## begin

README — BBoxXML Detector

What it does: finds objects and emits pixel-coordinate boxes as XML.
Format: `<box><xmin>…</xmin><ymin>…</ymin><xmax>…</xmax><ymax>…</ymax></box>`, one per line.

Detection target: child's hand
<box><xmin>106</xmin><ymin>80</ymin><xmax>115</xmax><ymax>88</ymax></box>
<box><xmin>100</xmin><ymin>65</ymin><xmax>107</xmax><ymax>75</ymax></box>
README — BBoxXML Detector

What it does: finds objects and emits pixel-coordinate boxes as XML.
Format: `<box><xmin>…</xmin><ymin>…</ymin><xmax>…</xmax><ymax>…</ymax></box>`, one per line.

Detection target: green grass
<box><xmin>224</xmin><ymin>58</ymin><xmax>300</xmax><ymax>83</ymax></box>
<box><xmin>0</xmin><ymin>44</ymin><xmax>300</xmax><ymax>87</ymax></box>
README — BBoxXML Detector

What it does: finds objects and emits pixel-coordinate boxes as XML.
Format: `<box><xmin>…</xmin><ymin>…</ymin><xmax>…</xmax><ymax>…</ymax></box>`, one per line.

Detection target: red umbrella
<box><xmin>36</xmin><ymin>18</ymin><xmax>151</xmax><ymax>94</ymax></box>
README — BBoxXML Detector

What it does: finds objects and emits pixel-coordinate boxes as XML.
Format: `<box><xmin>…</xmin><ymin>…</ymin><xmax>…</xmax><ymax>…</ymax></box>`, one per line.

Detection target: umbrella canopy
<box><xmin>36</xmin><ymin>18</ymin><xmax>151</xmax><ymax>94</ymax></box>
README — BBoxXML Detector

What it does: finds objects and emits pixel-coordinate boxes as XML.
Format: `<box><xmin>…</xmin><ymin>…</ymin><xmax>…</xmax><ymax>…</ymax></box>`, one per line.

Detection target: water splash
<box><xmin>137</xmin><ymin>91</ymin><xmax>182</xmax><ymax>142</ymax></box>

## end

**EXERCISE INSTRUCTIONS**
Update all the rows above by replacing every "Detection target" with "Object to locate", keeping everything else the same.

**FINISHED TASK**
README — BBoxXML Detector

What it does: finds objects and emits pixel-coordinate boxes as XML.
Format: `<box><xmin>…</xmin><ymin>…</ymin><xmax>…</xmax><ymax>…</ymax></box>`, one per line.

Object to locate: child's hand
<box><xmin>106</xmin><ymin>80</ymin><xmax>115</xmax><ymax>88</ymax></box>
<box><xmin>100</xmin><ymin>65</ymin><xmax>107</xmax><ymax>75</ymax></box>
README — BBoxXML Detector

What it does: finds objects and emits pixel-coordinate boxes as XML.
Format: `<box><xmin>…</xmin><ymin>…</ymin><xmax>…</xmax><ymax>…</ymax></box>`, one per line.

Object to locate: green grass
<box><xmin>224</xmin><ymin>58</ymin><xmax>300</xmax><ymax>83</ymax></box>
<box><xmin>0</xmin><ymin>44</ymin><xmax>300</xmax><ymax>87</ymax></box>
README — BBoxXML Detector

What it does: finds objects and emits pixel-coordinate boxes as XML.
Format: `<box><xmin>…</xmin><ymin>…</ymin><xmax>…</xmax><ymax>…</ymax></box>`, one per line.

Object to locate: red umbrella
<box><xmin>36</xmin><ymin>18</ymin><xmax>151</xmax><ymax>94</ymax></box>
README — BBoxXML Detector

What it does: finds objects and emits pixel-coordinate boxes as XML.
Format: `<box><xmin>…</xmin><ymin>…</ymin><xmax>…</xmax><ymax>…</ymax></box>`, one per line.

Object to locate: umbrella canopy
<box><xmin>36</xmin><ymin>18</ymin><xmax>151</xmax><ymax>94</ymax></box>
README — BBoxXML Detector

What it does: finds objects and emits pixel-coordinate boxes as XML.
Format: `<box><xmin>…</xmin><ymin>…</ymin><xmax>…</xmax><ymax>…</ymax></box>`, one per line.

Object to locate: water splash
<box><xmin>137</xmin><ymin>91</ymin><xmax>182</xmax><ymax>142</ymax></box>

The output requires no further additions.